[Given request] Reproduce exactly the span of lines beginning at the one with "Query: vineyard" and ending at the last line of the data below, omitting pictures.

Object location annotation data

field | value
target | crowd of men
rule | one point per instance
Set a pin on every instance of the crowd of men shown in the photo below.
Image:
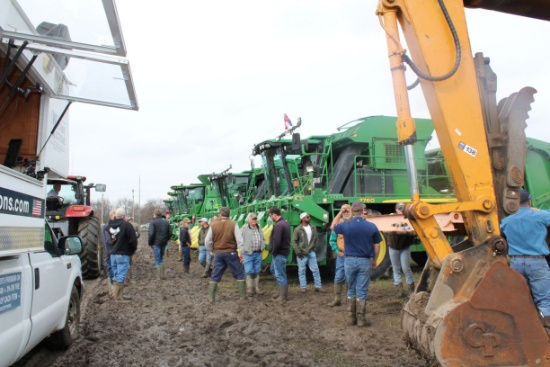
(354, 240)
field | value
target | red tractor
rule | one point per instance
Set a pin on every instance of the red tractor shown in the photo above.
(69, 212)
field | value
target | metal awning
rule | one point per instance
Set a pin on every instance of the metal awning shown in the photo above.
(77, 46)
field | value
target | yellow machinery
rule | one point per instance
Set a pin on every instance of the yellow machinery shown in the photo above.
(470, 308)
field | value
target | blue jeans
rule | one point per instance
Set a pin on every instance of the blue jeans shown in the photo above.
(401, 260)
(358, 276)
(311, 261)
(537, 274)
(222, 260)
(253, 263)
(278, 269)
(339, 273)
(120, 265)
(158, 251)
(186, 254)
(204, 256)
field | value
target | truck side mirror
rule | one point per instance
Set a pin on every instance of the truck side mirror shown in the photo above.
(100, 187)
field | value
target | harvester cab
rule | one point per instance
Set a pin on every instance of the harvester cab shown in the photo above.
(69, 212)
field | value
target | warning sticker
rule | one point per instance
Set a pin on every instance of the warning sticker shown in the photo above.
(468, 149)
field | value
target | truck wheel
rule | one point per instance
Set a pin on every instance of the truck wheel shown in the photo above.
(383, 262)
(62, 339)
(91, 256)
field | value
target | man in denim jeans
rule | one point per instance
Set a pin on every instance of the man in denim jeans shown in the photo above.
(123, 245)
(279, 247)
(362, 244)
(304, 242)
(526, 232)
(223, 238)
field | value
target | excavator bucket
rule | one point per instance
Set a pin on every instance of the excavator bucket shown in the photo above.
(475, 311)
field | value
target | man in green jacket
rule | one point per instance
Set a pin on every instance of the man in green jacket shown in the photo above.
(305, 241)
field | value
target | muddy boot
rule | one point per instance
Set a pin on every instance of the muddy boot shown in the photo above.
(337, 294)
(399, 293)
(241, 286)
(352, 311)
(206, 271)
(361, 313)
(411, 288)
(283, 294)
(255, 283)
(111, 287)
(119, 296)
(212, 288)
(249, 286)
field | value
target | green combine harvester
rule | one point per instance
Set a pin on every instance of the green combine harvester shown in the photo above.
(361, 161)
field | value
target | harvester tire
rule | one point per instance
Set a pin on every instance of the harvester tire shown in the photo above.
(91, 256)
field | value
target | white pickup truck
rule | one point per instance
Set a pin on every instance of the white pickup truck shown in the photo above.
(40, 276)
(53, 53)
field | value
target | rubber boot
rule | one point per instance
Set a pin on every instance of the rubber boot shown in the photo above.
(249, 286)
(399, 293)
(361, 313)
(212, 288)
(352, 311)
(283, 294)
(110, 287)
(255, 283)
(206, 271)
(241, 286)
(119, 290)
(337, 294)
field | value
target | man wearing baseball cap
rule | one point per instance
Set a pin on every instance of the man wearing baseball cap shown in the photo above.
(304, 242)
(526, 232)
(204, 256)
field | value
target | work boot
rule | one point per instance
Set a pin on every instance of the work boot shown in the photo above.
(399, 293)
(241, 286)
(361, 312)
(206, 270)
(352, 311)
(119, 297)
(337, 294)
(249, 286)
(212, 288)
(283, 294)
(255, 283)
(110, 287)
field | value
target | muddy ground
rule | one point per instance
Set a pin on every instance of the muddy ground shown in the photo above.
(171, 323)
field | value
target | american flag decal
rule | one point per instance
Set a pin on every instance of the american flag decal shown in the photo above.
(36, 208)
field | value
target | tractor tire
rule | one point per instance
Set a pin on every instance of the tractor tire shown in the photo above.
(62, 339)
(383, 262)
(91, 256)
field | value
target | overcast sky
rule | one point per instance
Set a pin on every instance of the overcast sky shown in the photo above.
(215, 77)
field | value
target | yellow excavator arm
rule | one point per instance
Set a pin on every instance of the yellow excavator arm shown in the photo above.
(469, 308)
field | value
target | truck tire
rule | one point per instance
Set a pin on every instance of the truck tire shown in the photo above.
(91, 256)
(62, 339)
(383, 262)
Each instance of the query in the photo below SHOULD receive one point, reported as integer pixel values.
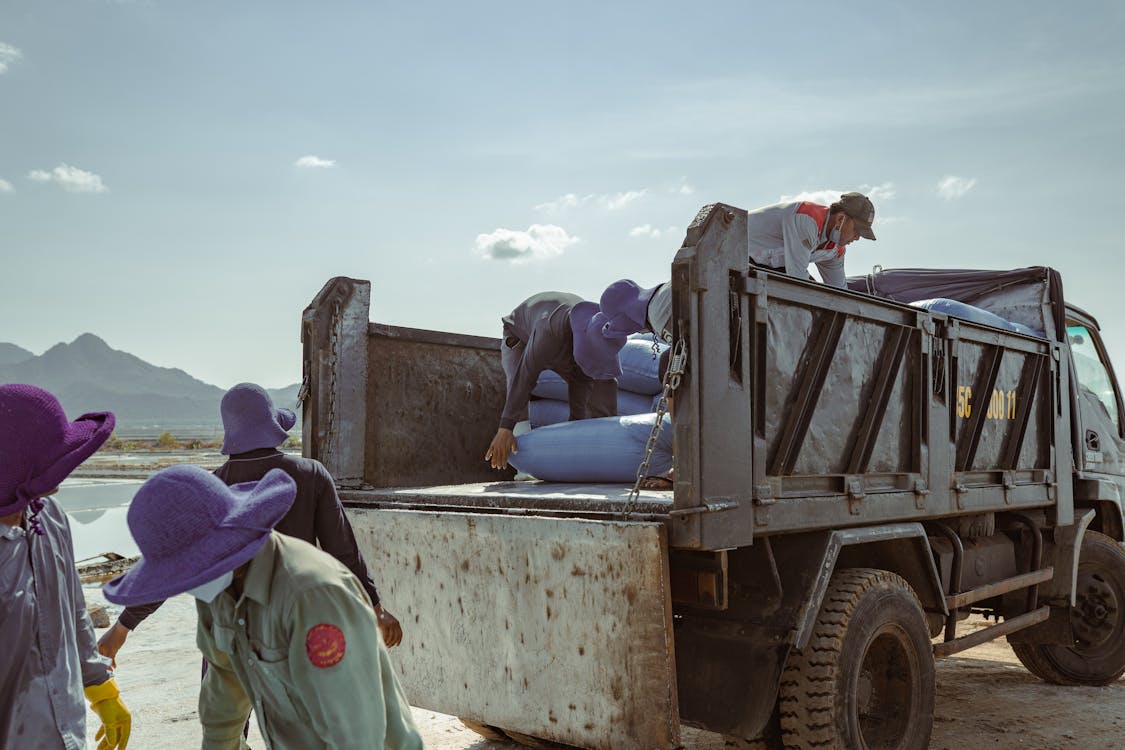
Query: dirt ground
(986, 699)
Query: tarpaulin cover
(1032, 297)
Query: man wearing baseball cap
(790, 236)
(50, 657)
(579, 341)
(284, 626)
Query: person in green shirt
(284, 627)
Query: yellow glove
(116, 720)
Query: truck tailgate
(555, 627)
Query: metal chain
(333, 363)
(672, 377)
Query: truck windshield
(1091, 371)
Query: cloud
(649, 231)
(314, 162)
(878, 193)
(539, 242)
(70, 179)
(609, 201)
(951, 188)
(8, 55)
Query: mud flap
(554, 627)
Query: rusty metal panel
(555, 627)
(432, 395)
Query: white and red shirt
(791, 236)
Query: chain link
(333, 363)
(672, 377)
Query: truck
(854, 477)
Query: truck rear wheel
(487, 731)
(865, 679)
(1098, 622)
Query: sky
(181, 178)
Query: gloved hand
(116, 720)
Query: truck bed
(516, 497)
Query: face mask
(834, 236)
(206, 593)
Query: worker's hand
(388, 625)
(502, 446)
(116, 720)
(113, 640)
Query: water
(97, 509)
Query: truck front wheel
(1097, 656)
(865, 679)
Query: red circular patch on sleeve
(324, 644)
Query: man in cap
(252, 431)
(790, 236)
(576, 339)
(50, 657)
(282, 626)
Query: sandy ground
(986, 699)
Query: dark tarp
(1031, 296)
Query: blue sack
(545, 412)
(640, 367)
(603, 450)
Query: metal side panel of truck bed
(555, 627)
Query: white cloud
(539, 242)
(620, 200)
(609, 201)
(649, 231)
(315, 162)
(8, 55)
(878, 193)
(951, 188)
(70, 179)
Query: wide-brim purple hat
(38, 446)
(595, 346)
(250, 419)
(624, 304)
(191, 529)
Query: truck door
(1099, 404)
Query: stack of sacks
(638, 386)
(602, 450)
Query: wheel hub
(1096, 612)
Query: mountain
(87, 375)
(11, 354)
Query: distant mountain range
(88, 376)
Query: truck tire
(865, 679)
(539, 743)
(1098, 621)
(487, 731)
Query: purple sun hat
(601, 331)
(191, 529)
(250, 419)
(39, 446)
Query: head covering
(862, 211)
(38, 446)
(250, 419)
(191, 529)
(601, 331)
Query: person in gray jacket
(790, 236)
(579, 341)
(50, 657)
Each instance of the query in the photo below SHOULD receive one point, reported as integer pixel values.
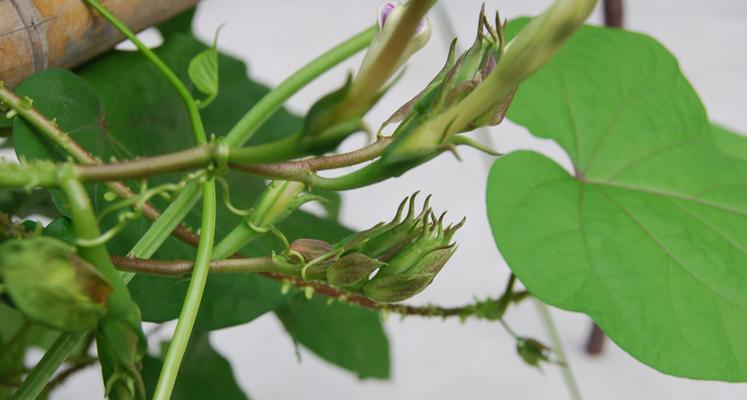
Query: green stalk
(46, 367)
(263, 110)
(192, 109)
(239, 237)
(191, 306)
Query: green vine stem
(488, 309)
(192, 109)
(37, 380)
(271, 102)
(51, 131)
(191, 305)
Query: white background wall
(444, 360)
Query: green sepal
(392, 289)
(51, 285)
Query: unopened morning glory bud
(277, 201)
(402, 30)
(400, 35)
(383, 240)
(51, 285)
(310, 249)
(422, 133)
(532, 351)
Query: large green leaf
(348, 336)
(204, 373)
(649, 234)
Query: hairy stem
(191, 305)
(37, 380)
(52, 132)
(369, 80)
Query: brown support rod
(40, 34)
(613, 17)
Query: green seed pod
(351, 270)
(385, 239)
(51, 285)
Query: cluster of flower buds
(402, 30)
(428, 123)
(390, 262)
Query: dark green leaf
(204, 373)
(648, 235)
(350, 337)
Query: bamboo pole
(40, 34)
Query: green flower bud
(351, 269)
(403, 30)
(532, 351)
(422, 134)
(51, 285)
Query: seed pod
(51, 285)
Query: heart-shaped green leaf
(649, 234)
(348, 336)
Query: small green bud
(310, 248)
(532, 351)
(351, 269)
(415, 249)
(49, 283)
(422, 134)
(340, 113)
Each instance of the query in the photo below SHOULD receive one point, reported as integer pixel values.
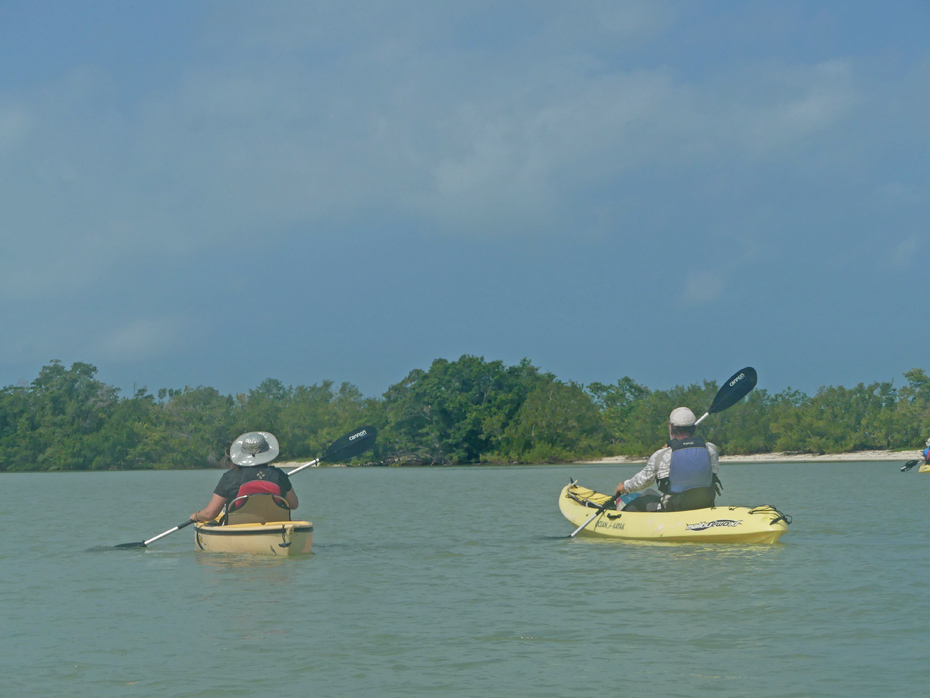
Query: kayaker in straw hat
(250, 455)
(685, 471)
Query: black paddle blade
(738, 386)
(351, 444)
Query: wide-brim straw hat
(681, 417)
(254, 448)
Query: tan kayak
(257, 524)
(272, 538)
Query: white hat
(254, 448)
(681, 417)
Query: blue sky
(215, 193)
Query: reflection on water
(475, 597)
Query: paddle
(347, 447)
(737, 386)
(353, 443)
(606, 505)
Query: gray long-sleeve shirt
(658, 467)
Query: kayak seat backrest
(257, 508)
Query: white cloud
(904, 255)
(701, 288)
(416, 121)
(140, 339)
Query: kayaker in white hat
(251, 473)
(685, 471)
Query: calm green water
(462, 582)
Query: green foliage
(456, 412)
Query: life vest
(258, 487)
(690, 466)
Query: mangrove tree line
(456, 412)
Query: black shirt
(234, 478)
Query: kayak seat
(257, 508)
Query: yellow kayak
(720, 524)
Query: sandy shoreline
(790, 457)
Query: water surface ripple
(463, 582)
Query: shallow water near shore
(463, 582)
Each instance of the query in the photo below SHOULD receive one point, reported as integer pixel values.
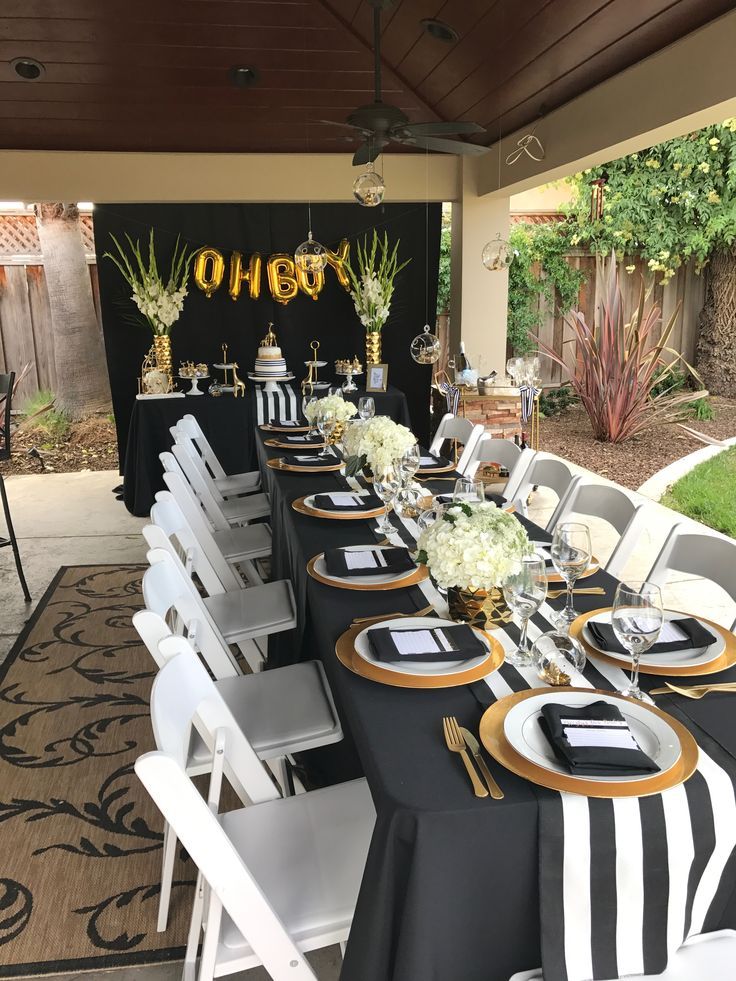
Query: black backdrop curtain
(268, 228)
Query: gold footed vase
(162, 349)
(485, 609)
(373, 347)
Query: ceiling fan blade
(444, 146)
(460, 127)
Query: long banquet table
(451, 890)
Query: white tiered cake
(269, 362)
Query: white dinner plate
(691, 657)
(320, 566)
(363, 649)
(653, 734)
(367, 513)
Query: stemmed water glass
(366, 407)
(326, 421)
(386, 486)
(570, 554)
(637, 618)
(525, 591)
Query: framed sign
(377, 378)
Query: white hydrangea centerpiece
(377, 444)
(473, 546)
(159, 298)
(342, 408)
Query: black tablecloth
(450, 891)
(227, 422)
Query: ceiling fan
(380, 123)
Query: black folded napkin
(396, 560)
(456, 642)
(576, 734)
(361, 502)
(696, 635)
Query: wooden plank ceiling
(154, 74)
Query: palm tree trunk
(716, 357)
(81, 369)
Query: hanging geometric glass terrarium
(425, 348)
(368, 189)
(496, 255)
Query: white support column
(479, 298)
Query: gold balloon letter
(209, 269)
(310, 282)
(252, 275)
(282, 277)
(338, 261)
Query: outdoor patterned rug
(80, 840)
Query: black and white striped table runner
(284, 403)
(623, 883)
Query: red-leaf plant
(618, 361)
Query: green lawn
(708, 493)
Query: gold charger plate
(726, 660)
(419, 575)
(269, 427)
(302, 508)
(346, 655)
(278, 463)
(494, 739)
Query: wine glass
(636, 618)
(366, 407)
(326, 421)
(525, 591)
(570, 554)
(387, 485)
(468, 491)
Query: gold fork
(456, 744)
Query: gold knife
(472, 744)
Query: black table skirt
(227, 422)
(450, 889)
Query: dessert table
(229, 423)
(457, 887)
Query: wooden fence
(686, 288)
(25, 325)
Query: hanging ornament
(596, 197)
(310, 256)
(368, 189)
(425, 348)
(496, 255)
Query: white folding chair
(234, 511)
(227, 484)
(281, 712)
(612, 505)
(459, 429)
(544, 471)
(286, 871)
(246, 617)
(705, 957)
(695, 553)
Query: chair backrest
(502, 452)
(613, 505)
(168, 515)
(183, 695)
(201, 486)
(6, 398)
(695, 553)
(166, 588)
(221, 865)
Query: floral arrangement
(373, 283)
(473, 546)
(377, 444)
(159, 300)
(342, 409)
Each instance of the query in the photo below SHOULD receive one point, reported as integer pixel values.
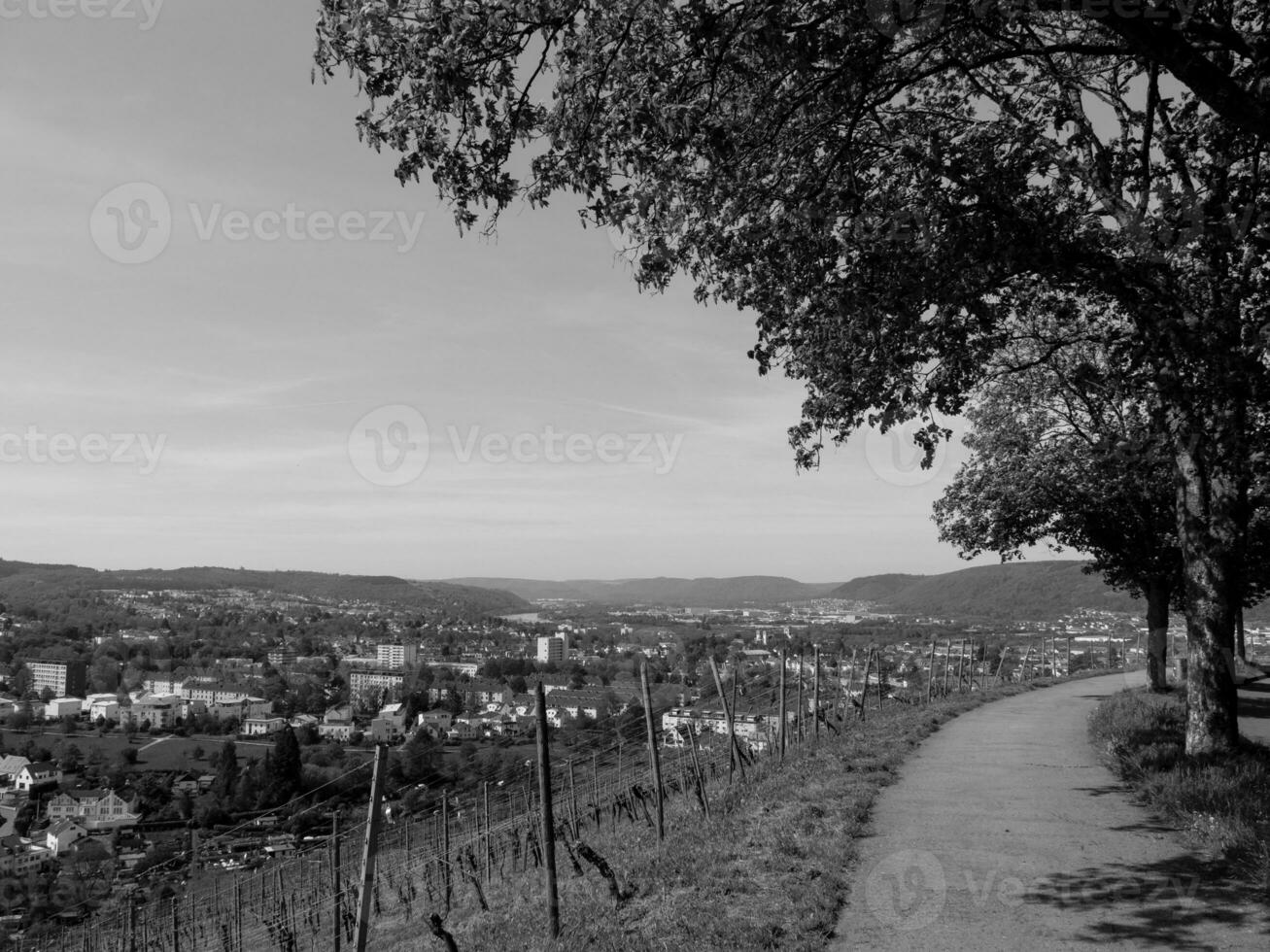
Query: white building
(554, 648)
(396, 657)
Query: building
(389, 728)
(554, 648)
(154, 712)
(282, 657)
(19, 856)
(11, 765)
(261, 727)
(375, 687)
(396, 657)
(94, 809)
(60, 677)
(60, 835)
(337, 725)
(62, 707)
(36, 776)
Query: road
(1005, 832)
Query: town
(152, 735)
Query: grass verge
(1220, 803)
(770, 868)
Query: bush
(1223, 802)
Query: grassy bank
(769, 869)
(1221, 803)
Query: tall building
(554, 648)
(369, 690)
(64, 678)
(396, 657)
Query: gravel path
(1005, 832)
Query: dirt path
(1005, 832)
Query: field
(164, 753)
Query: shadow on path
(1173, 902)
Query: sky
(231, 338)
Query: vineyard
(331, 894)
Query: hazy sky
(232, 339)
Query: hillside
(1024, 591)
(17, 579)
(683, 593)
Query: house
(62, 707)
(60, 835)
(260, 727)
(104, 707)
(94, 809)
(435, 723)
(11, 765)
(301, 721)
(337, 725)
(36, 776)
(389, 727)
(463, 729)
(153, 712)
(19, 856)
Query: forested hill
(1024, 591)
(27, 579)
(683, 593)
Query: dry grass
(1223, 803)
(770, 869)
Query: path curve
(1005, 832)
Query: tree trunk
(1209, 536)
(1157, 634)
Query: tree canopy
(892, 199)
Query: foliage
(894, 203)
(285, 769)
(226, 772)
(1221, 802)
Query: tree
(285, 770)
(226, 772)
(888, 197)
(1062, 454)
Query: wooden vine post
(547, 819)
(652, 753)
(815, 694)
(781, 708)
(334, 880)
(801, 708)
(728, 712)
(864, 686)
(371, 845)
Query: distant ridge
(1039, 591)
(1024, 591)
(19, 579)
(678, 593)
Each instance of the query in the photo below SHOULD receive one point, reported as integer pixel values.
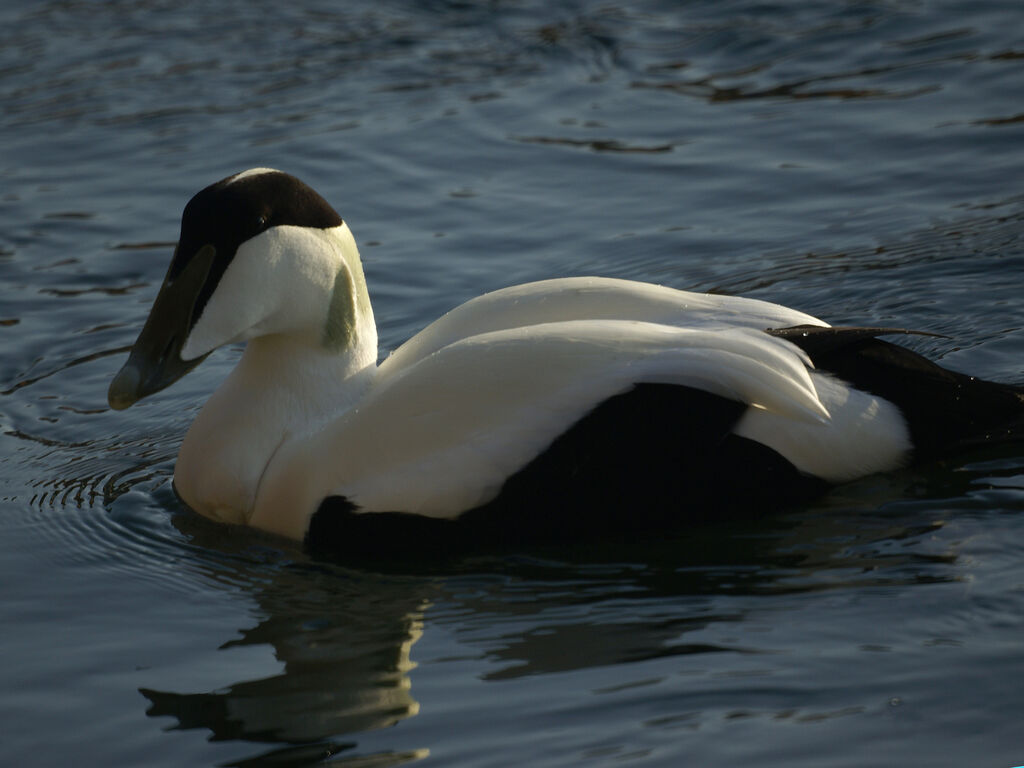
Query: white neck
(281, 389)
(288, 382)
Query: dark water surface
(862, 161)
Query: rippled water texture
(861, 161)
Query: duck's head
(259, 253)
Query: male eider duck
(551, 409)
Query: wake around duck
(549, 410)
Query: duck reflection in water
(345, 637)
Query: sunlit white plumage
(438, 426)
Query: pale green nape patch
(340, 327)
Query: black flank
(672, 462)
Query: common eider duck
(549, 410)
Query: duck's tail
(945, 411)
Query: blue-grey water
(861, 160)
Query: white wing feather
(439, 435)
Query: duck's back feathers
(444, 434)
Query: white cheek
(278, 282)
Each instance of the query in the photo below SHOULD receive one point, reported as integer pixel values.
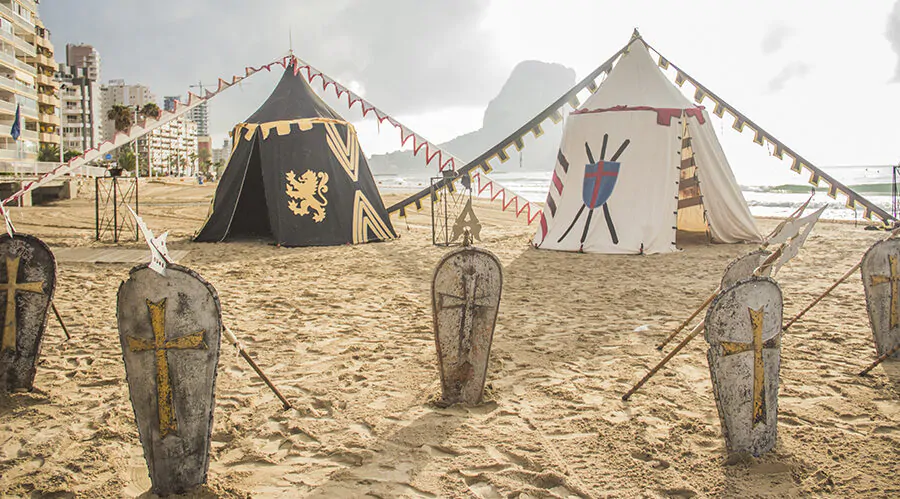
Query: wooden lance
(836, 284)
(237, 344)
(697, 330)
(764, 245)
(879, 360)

[Final answer]
Query: vineyard
(331, 894)
Query: hazy sky
(232, 339)
Query: hillside
(1024, 591)
(17, 579)
(683, 593)
Query: house
(62, 707)
(60, 835)
(260, 727)
(104, 707)
(94, 809)
(435, 723)
(11, 765)
(301, 721)
(337, 725)
(36, 776)
(389, 727)
(463, 729)
(153, 712)
(19, 856)
Query: forested hill
(1024, 591)
(27, 579)
(683, 593)
Query: dry grass
(1223, 803)
(770, 869)
Query: path curve
(1005, 832)
Query: tree trunk
(1209, 536)
(1157, 634)
Query: tree canopy
(892, 199)
Query: foliage
(894, 203)
(285, 769)
(226, 772)
(1221, 802)
Query: tree
(285, 770)
(226, 772)
(888, 197)
(1062, 454)
Query: wooden vine post
(547, 819)
(652, 753)
(815, 694)
(781, 708)
(334, 880)
(801, 708)
(728, 712)
(864, 686)
(371, 845)
Query: distant ridge
(1039, 591)
(1024, 591)
(19, 579)
(678, 593)
Each instance of the query in the photo below SHOULD receive one point, reported as integer pixel values.
Query: white neck
(281, 389)
(288, 382)
Query: dark water surface
(862, 161)
Query: rippled water texture
(861, 161)
Query: duck's head
(259, 253)
Query: male eider duck
(551, 409)
Query: wake around duck
(549, 410)
Query: duck reflection in water
(345, 637)
Query: sunlit white plumage
(438, 426)
Query: pale green nape patch
(340, 327)
Query: black flank
(672, 462)
Query: common eider duck
(549, 410)
Query: duck's tail
(945, 411)
Query: blue-grey water
(861, 160)
Query: white wing feather
(439, 435)
Query: duck's back feathers
(444, 434)
Query: white cheek
(278, 282)
Each instance of the query in the photo below SHOULD receive one point, reported as integer pixel values.
Query: wooden lance
(836, 284)
(237, 344)
(697, 330)
(764, 245)
(879, 360)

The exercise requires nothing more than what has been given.